=== Dataset content ===
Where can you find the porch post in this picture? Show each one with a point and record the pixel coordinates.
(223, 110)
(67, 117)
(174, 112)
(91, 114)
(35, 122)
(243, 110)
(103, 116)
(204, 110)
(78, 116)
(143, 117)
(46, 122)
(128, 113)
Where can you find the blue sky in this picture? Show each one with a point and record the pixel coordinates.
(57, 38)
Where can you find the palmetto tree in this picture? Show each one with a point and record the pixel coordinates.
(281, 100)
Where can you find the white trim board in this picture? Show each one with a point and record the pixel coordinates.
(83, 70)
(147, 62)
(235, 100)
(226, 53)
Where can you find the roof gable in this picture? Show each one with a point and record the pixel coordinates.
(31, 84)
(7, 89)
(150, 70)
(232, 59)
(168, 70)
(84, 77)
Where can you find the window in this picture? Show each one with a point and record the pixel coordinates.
===
=== Dataset content ===
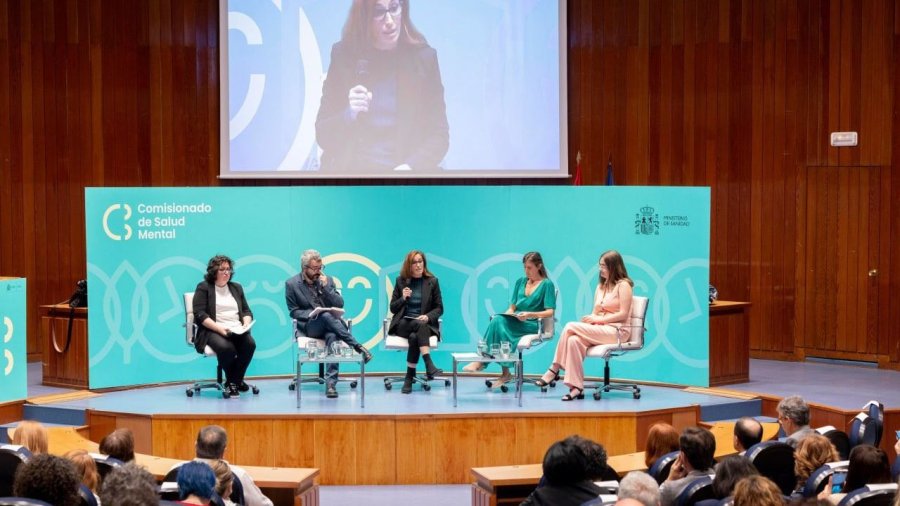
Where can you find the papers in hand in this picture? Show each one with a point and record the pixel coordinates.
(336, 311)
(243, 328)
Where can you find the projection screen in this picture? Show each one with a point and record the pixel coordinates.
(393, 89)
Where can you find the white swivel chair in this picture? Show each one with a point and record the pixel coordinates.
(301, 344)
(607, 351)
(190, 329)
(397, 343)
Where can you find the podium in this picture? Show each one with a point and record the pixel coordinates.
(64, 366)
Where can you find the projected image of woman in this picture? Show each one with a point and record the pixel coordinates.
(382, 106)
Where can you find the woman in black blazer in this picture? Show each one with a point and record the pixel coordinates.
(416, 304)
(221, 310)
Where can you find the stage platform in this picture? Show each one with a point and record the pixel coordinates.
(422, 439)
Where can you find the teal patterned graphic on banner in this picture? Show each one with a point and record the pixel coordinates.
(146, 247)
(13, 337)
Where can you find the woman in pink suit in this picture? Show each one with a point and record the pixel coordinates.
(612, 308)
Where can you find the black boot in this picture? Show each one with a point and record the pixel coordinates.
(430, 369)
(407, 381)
===
== Required task ==
Show every line of the material that contains the word "white". Case counts.

== Written reply ==
Where can you find the white trim board in this picture? Show each one with a point and record the pixel coordinates.
Where can you find the white swivel chair in this picture? Show each one with a point and record the pixel coordinates.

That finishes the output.